--- START OF SUPPLIED TEXT ---

[
https://issues.apache.org/jira/browse/AVRO-1090?page=com.atlassian.jira.plugin.system.issuetabpanels:comment-tabpanel&focusedCommentId=13277867#comment-13277867
]
Catalin Alexandru Zamfir commented on AVRO-1090:
------------------------------------------------
We're now catching the NullPointerException and retrying to "create" or
"appendTo". This seems to fix it, but the NPE should require a check to see
where it's coming from. It passed writing 125M per 6 threads on 6 nodes. This
means over 1B records properly written via the patch to "appendTo". From our
point of view, it passes all possible use-cases. Doug, please consider
modifying SeekableFileInput to SeekableInput when you commit. Thanks again!
> DataFileWriter should expose "sync marker" to allow concurrent writes to same
> .avro file
> ----------------------------------------------------------------------------------------
>
> Key: AVRO-1090
> URL: https://issues.apache.org/jira/browse/AVRO-1090
> Project: Avro
> Issue Type: Bug
> Affects Versions: 1.6.3
> Reporter: Catalin Alexandru Zamfir
> Assignee: Doug Cutting
> Fix For: 1.7.0
>
> Attachments: AVRO-1090.patch, AVRO-1090.patch
>
>
> We're writing to Hadoop via DataFileWriter (FSDataOutputStream). We're doing
> this with two threads per node, on 8 nodes. Some of the nodes share the same
> path. For example, our: TimestampedWriter class, takes a path argument and
> appends the timestamp to it (ex: SomePath/2012/05/14). Thus, two threads or
> two nodes can access the same path. The "race" condition when these streams
> are written, is resolved with a check to see if the file exists (has been
> created) by a faster thread. If that's so, it appends, instead of creating
> the file on the HDFS.

--- END OF SUPPLIED TEXT ---

» WRITTEN REQUEST: Reproduce the whole Avro issue comment above, word for word.

--- START OF GIVEN RECORDS ---

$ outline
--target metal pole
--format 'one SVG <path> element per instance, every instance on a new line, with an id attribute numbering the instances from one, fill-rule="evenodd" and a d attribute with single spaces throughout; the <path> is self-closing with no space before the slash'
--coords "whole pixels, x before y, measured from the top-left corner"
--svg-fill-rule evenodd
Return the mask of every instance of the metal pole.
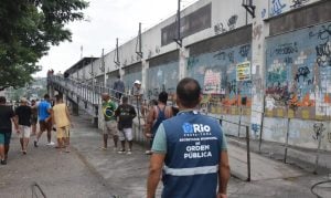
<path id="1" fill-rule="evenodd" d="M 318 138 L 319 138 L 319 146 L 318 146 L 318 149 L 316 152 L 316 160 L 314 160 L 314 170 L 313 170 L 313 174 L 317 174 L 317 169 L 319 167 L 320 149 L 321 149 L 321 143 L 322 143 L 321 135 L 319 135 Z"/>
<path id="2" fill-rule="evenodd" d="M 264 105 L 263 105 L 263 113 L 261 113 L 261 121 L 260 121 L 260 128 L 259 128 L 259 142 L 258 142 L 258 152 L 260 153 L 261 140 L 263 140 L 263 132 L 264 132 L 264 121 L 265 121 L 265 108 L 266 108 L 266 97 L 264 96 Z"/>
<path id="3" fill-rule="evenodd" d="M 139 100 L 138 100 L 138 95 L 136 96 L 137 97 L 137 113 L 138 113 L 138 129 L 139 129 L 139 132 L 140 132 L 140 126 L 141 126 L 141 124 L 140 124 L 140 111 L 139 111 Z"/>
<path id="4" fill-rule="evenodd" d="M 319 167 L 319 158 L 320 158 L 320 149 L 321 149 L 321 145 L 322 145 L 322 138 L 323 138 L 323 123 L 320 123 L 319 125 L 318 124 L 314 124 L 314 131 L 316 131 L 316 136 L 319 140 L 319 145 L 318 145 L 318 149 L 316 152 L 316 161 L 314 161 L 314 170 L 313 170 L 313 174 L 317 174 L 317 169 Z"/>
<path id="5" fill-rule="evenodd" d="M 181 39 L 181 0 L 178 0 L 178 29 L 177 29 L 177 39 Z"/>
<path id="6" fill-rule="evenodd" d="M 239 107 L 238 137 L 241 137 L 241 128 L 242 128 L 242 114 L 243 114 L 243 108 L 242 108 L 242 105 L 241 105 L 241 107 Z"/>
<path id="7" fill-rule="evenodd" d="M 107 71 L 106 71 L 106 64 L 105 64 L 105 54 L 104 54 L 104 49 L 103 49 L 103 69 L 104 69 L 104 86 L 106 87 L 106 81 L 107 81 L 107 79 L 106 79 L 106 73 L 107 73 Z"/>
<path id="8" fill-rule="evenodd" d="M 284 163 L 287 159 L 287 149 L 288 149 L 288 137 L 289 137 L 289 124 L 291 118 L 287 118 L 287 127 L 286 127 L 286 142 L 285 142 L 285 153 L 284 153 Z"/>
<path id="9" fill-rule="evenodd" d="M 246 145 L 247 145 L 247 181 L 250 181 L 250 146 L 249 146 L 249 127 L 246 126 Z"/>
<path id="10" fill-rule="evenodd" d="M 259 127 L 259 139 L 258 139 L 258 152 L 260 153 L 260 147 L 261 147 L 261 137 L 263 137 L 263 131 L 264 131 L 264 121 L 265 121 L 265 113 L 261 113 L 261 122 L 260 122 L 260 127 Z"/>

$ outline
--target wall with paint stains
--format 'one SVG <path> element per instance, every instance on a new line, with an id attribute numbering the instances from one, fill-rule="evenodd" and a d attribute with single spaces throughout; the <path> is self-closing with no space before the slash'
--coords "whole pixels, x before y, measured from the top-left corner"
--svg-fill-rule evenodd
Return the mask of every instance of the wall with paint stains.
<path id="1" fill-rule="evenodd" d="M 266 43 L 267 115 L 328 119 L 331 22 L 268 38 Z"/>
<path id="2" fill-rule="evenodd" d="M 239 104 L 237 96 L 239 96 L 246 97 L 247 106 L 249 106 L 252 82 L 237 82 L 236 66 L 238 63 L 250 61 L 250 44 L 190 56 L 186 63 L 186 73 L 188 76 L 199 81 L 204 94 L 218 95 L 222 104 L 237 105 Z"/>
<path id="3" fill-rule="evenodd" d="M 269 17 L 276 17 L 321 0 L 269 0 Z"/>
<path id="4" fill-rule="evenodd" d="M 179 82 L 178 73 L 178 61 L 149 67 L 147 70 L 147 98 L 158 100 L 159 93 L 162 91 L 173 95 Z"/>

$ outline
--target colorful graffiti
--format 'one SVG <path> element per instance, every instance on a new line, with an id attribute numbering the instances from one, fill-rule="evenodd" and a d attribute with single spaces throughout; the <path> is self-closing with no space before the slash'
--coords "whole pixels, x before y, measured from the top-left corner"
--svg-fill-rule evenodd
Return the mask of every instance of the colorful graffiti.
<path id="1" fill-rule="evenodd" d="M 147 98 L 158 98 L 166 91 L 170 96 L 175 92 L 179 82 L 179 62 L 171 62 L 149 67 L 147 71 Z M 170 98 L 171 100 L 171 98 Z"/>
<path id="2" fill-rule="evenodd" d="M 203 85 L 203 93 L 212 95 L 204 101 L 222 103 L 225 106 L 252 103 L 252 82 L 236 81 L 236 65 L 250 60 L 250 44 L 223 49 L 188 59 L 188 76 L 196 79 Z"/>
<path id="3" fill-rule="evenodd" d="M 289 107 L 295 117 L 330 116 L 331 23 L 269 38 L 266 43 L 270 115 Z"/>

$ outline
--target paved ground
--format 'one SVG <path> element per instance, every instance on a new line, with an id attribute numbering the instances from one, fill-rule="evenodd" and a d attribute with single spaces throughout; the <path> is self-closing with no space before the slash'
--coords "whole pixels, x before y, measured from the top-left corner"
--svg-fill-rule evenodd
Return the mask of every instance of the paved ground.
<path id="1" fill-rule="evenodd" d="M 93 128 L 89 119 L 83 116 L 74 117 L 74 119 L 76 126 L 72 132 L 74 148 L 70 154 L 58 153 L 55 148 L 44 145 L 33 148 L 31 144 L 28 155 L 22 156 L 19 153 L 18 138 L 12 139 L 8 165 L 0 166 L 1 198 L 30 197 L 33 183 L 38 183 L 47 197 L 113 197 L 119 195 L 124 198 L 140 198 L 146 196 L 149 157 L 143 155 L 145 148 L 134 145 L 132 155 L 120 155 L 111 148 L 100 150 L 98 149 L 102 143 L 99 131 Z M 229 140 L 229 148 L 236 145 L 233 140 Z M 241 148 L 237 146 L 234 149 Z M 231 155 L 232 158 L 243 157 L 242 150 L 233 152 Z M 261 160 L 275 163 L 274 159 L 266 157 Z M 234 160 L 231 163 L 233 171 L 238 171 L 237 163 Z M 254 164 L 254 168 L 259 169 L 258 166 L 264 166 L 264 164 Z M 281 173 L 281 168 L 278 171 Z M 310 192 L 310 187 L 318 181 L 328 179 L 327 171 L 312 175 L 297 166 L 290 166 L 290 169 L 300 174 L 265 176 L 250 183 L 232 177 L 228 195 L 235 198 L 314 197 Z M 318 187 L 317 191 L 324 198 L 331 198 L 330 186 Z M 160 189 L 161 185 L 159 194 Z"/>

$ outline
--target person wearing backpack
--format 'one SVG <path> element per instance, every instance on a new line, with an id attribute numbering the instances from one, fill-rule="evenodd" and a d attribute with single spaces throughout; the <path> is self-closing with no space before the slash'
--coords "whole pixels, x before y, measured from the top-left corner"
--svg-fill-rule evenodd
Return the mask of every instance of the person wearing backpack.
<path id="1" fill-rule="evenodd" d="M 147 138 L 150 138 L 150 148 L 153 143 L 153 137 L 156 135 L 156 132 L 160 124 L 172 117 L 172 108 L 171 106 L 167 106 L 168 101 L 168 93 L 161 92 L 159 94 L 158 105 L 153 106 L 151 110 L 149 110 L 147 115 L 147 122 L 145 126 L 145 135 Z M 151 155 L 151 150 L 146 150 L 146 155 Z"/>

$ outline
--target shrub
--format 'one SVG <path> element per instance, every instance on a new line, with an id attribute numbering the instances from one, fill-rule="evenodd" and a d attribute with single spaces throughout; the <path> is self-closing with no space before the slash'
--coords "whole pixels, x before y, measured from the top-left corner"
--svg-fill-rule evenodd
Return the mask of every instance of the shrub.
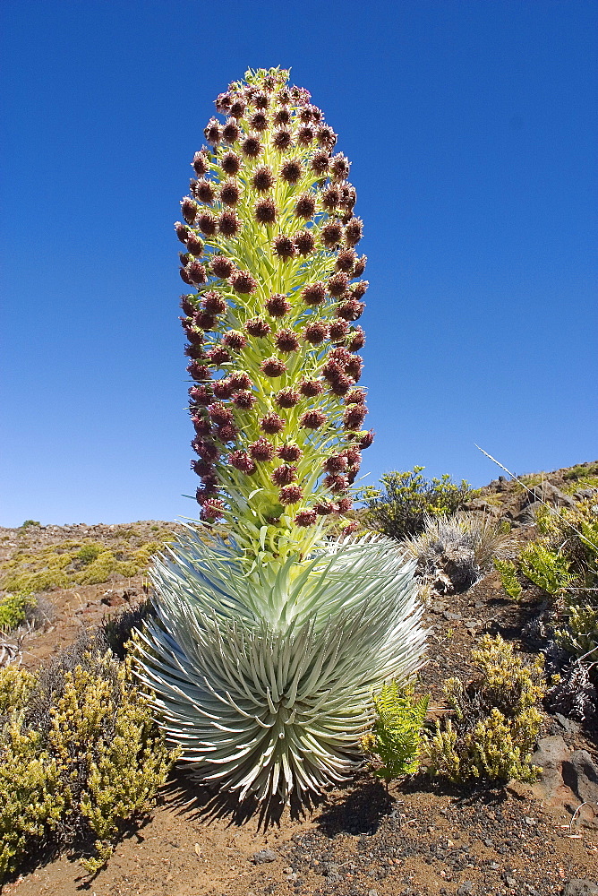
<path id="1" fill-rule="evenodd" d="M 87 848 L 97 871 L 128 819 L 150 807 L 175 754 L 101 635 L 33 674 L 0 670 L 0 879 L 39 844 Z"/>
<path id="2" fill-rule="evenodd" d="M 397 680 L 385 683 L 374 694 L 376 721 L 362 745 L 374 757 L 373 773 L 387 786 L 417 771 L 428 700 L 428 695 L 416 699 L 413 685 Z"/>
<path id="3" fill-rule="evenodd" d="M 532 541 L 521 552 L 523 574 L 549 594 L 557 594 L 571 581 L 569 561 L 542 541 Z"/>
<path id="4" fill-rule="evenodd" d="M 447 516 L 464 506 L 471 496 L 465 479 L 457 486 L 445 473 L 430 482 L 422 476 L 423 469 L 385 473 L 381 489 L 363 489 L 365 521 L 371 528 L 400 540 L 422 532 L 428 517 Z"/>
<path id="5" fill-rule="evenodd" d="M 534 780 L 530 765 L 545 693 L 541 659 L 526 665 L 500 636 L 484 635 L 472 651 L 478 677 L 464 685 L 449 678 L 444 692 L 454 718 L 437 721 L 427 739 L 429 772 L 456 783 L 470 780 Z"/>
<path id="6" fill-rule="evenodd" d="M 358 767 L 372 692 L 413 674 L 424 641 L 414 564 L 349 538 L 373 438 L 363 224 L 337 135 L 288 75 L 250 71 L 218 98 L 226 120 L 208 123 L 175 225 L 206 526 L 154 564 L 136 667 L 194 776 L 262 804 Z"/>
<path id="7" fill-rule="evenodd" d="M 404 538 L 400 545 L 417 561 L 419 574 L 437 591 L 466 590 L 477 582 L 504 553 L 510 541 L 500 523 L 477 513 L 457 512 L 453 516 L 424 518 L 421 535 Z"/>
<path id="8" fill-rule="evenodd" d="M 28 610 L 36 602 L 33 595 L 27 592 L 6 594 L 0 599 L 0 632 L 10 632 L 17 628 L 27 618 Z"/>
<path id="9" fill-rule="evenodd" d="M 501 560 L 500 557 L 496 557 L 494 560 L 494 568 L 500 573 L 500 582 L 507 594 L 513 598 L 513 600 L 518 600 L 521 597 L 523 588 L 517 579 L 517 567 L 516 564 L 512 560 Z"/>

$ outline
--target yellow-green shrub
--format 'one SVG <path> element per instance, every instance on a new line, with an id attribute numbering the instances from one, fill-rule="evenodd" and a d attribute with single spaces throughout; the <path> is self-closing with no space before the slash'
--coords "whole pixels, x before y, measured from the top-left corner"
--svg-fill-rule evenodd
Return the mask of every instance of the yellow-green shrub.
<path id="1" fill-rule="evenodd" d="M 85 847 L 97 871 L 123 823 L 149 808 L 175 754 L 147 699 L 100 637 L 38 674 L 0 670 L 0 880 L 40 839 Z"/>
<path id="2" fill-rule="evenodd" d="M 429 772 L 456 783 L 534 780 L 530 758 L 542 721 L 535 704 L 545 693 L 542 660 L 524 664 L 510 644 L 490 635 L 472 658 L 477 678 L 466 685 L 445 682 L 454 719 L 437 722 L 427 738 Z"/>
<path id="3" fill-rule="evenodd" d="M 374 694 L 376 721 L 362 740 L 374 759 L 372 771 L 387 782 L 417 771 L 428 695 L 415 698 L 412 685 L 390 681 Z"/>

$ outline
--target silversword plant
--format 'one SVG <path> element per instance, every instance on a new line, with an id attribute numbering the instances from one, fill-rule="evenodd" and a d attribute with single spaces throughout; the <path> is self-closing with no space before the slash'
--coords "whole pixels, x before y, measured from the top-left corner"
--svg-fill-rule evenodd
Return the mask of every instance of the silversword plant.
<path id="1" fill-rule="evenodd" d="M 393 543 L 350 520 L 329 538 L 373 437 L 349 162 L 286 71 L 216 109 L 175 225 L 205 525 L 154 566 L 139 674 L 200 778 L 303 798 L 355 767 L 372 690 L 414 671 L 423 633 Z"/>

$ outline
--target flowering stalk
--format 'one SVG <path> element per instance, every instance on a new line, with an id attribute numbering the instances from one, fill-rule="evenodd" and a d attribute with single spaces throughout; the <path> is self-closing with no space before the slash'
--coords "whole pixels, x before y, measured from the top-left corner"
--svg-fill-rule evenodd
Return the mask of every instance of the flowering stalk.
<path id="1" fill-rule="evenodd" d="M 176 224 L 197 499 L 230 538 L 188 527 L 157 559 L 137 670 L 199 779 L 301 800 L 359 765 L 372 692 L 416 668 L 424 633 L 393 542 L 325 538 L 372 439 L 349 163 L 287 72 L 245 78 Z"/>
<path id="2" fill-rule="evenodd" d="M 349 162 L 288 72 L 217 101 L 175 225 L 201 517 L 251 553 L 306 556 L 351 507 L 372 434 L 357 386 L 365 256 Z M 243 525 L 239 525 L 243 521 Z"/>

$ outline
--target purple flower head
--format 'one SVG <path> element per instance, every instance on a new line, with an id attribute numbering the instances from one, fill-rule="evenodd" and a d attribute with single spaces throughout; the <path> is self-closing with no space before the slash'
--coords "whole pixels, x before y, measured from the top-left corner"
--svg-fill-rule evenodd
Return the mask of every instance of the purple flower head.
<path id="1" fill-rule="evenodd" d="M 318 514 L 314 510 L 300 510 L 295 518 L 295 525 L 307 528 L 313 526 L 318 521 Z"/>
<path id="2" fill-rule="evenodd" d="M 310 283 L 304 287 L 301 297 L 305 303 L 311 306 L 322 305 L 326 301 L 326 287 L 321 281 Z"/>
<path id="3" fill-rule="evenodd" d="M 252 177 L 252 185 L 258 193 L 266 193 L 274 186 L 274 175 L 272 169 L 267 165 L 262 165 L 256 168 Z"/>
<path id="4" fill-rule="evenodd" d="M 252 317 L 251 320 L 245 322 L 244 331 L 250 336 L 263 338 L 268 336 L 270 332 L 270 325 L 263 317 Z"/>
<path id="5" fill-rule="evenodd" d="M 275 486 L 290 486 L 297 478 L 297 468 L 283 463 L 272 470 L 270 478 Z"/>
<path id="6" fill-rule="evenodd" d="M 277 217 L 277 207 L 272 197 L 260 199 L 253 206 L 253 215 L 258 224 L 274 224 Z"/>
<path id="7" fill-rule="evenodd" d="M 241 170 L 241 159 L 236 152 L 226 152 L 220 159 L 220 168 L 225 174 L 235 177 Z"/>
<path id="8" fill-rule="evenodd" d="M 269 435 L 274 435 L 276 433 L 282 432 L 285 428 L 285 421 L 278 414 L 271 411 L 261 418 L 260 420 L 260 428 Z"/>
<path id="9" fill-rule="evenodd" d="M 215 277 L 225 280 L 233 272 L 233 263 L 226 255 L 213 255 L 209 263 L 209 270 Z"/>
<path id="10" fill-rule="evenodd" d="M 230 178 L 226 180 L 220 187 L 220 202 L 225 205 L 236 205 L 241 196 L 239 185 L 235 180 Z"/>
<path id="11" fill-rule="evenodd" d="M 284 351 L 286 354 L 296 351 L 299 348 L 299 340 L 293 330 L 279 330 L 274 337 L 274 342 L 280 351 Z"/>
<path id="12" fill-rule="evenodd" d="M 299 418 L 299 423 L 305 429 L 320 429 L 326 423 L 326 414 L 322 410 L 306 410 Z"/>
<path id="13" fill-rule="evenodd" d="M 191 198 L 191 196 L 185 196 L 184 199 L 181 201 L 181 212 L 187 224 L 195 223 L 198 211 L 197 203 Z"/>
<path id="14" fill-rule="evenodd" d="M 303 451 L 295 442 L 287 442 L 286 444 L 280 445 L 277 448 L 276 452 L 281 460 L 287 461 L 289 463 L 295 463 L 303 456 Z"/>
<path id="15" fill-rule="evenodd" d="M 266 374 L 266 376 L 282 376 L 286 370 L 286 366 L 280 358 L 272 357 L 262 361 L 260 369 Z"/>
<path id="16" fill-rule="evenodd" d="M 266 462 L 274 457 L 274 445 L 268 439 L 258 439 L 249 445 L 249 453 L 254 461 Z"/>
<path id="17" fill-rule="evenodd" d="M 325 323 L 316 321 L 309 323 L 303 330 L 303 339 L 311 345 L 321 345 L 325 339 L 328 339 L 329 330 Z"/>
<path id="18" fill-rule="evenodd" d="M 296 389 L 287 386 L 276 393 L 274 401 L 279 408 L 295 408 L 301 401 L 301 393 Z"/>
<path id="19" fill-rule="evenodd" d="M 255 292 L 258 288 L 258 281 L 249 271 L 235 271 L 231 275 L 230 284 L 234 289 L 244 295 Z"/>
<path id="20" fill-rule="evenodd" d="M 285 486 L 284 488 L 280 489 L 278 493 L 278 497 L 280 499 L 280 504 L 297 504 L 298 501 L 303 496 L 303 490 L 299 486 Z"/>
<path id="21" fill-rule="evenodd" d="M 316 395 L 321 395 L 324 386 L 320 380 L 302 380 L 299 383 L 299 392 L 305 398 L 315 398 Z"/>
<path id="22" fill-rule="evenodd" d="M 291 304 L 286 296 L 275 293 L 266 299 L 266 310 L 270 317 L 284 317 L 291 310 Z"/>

--- END OF GIVEN RECORDS ---

» TASK OUTPUT:
[
https://issues.apache.org/jira/browse/AVRO-1090?page=com.atlassian.jira.plugin.system.issuetabpanels:comment-tabpanel&focusedCommentId=13277867#comment-13277867
]
Catalin Alexandru Zamfir commented on AVRO-1090:
------------------------------------------------
We're now catching the NullPointerException and retrying to "create" or
"appendTo". This seems to fix it, but the NPE should require a check to see
where it's coming from. It passed writing 125M per 6 threads on 6 nodes. This
means over 1B records properly written via the patch to "appendTo". From our
point of view, it passes all possible use-cases. Doug, please consider
modifying SeekableFileInput to SeekableInput when you commit. Thanks again!
> DataFileWriter should expose "sync marker" to allow concurrent writes to same
> .avro file
> ----------------------------------------------------------------------------------------
>
> Key: AVRO-1090
> URL: https://issues.apache.org/jira/browse/AVRO-1090
> Project: Avro
> Issue Type: Bug
> Affects Versions: 1.6.3
> Reporter: Catalin Alexandru Zamfir
> Assignee: Doug Cutting
> Fix For: 1.7.0
>
> Attachments: AVRO-1090.patch, AVRO-1090.patch
>
>
> We're writing to Hadoop via DataFileWriter (FSDataOutputStream). We're doing
> this with two threads per node, on 8 nodes. Some of the nodes share the same
> path. For example, our: TimestampedWriter class, takes a path argument and
> appends the timestamp to it (ex: SomePath/2012/05/14). Thus, two threads or
> two nodes can access the same path. The "race" condition when these streams
> are written, is resolved with a check to see if the file exists (has been
> created) by a faster thread. If that's so, it appends, instead of creating
> the file on the HDFS.